* **Exercise directions**
Two lines below mark the span: the one containing "Target: knife block" and the one containing "<point>582,333</point>". Set down both, plus every line between, exactly as they stand, and nothing else.

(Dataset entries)
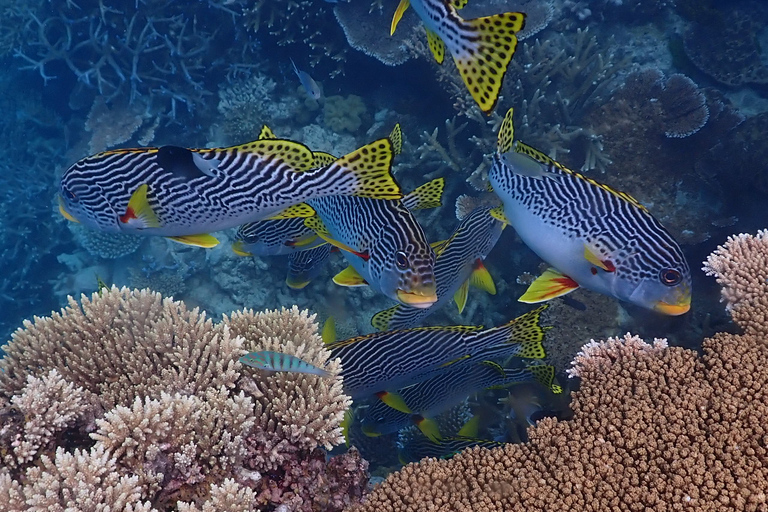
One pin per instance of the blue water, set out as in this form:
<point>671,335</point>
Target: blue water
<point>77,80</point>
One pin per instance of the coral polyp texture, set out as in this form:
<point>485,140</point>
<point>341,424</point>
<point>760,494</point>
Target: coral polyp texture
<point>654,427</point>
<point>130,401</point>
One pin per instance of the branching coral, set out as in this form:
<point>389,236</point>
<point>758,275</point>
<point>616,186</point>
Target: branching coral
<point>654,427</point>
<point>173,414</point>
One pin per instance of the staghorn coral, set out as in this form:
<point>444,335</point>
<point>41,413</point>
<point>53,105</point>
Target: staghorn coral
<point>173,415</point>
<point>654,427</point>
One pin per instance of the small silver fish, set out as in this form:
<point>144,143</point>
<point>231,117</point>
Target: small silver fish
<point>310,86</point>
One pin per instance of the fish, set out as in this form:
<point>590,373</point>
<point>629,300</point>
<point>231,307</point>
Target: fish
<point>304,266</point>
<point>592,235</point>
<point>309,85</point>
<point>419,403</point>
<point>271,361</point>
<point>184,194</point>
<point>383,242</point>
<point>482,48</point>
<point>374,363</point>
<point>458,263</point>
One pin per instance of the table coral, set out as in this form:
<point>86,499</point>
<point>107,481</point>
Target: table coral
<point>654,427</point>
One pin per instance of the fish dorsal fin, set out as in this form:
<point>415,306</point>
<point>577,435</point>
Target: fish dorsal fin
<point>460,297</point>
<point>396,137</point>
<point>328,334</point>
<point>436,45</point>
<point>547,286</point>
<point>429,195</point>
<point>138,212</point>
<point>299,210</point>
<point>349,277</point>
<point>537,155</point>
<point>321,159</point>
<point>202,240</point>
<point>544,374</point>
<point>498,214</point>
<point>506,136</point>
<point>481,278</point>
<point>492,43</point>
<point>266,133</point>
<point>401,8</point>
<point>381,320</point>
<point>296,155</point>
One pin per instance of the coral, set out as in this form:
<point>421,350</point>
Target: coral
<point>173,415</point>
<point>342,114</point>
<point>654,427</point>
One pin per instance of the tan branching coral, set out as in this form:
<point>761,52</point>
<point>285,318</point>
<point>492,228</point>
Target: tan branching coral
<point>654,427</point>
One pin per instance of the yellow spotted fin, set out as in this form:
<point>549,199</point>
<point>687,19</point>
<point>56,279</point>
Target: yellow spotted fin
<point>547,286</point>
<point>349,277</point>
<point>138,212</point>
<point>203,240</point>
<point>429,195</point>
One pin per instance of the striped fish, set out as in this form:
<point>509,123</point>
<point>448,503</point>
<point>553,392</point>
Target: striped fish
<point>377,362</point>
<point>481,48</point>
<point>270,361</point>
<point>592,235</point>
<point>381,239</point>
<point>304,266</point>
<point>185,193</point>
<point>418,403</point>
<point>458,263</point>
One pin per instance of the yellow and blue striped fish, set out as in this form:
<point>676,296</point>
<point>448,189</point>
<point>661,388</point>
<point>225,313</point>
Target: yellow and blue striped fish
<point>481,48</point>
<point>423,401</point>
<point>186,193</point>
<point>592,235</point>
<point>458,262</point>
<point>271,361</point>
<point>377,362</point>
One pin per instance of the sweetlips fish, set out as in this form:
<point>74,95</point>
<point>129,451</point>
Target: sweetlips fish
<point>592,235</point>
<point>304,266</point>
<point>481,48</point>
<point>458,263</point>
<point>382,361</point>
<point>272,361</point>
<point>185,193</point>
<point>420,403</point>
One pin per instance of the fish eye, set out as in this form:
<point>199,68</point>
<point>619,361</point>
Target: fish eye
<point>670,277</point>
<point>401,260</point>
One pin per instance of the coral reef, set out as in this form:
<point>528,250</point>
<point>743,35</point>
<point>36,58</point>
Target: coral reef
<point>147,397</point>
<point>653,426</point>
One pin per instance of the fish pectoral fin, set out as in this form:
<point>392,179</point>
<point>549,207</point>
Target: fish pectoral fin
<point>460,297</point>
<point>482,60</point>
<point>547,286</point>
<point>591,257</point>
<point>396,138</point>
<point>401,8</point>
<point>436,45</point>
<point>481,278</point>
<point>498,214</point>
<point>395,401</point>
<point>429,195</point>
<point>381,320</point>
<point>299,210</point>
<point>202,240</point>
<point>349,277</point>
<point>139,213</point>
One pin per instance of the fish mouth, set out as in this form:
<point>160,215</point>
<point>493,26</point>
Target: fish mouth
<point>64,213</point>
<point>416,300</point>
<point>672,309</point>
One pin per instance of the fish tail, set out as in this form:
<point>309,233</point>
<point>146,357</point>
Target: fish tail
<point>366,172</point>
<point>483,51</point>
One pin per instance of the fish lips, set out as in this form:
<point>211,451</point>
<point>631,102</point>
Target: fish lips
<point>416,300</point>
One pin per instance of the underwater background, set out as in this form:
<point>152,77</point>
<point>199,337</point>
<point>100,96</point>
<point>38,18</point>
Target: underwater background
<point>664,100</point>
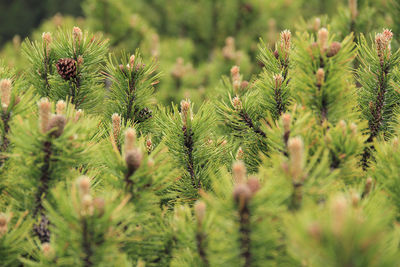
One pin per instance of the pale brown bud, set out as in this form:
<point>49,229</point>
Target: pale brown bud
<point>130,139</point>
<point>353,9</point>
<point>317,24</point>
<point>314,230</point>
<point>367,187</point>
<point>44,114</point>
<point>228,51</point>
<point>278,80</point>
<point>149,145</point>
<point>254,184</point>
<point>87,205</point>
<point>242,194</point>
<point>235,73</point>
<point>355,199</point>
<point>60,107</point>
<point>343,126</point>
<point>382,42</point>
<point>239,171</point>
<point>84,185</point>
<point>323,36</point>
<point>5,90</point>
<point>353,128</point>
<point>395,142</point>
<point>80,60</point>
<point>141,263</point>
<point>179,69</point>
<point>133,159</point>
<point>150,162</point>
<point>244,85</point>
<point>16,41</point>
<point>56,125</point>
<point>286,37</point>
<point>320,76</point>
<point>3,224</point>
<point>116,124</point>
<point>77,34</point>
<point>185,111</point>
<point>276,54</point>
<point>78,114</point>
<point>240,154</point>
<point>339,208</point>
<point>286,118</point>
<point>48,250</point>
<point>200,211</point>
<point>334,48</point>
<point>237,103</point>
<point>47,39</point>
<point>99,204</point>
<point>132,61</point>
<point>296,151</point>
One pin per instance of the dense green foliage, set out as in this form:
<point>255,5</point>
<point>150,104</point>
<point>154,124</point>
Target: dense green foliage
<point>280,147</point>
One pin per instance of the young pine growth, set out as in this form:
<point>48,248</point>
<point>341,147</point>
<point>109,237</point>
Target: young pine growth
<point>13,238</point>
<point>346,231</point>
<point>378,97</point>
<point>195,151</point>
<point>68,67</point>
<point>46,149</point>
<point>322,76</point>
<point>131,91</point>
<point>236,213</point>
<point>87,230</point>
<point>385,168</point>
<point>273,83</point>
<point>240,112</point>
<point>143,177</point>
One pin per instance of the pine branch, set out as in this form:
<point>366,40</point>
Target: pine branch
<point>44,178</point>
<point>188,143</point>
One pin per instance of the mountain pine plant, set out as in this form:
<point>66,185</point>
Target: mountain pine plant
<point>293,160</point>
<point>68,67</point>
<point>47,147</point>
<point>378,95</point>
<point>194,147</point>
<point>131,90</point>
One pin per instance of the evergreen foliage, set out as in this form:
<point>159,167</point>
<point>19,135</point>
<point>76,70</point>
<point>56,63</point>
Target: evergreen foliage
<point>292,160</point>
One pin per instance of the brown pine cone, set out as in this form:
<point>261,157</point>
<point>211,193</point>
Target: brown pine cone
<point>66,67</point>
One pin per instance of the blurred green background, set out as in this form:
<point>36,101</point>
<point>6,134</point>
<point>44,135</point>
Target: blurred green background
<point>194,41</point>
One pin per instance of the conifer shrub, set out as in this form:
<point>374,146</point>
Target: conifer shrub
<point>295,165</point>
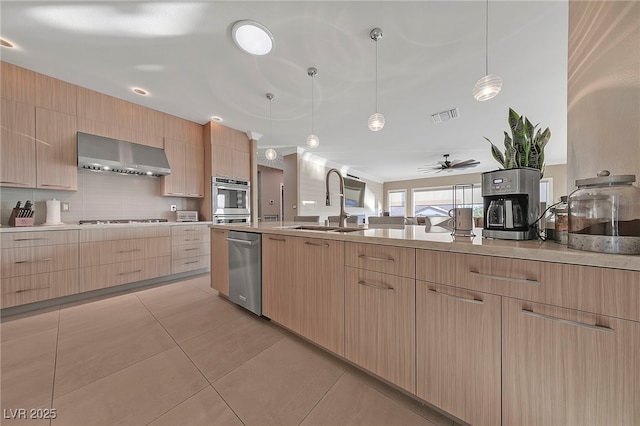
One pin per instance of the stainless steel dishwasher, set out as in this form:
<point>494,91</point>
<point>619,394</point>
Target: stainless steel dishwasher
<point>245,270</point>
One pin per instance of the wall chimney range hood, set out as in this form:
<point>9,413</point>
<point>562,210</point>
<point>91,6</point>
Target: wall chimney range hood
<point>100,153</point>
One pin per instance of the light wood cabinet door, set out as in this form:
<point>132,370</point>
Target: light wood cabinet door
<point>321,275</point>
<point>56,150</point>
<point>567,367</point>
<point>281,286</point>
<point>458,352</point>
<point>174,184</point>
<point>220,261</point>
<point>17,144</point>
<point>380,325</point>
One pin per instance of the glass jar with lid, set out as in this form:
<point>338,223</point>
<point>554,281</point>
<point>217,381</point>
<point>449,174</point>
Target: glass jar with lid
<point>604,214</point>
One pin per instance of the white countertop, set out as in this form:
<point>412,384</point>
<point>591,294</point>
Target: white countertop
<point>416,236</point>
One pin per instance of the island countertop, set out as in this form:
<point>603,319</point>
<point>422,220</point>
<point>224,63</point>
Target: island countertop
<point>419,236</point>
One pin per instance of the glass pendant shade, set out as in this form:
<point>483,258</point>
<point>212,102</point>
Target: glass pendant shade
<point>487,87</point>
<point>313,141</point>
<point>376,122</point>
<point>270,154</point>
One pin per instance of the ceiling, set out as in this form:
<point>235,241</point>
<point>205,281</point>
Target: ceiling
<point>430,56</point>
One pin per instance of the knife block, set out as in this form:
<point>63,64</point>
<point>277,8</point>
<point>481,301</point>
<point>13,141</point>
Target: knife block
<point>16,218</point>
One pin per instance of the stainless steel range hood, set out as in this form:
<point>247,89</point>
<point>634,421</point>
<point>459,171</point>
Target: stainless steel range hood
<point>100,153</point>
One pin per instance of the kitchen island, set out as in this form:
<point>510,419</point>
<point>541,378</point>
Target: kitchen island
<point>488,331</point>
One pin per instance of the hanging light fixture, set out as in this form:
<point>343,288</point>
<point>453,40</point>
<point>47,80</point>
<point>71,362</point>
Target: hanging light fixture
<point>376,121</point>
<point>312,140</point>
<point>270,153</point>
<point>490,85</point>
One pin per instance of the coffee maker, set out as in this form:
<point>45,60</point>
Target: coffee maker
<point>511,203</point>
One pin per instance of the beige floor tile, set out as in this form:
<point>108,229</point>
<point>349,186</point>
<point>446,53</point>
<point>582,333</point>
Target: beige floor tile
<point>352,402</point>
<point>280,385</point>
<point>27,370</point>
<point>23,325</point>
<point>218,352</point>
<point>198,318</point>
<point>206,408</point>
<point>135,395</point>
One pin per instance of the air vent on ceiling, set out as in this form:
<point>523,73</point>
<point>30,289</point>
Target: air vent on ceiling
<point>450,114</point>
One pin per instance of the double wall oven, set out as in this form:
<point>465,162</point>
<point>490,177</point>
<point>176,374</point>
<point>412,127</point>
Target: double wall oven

* **Expected answer**
Target: knife block
<point>16,218</point>
One pin per instance of the stainless steel range hood, set out as in this form:
<point>247,89</point>
<point>634,421</point>
<point>459,171</point>
Target: stainless steel range hood
<point>100,153</point>
One pin per instance of the kitchen island, set out as in this form:
<point>510,419</point>
<point>541,378</point>
Target: kitchen island
<point>488,331</point>
One pin per instance of the hanging light fixture, set out as in this form:
<point>343,288</point>
<point>453,40</point>
<point>47,80</point>
<point>71,362</point>
Target: hanging light fixture
<point>376,121</point>
<point>312,140</point>
<point>270,153</point>
<point>490,85</point>
One pin per instance of the coffee maker, set out as in this form:
<point>45,60</point>
Target: coffee maker
<point>511,203</point>
One pin per instance of the beige floor tile, set out as in this form:
<point>108,229</point>
<point>349,186</point>
<point>446,53</point>
<point>582,333</point>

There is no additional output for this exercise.